Work required >>
Take the listing below and print exactly the lines starting at the line containing "Target: doorway opening" and ending at the line containing "[locate] white baseboard", both ends included, and no others.

Data >>
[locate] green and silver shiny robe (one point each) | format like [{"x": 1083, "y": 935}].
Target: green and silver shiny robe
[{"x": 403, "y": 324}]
* * *
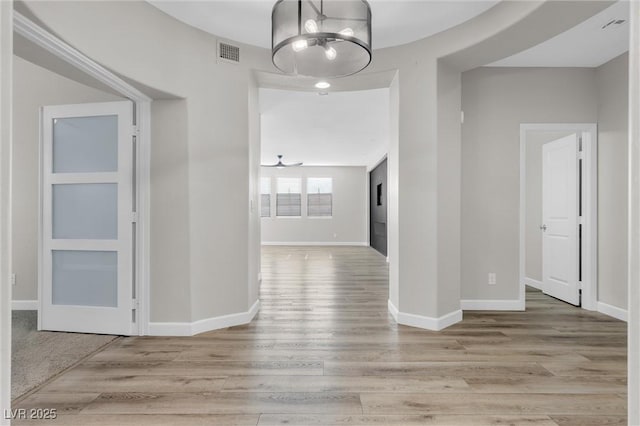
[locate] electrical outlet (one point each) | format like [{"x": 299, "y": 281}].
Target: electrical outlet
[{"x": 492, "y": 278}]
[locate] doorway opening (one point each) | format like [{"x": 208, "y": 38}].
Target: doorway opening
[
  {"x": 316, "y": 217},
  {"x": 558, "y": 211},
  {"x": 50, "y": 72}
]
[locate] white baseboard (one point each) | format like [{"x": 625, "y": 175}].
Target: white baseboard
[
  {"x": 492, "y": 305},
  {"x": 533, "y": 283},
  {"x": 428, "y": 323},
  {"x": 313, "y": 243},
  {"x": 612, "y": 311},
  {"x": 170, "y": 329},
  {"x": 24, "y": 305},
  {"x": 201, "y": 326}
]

Output for this task >>
Target: doorway opening
[
  {"x": 316, "y": 217},
  {"x": 558, "y": 211},
  {"x": 50, "y": 72}
]
[locate] white baseboard (one point each) | format like [{"x": 625, "y": 175}].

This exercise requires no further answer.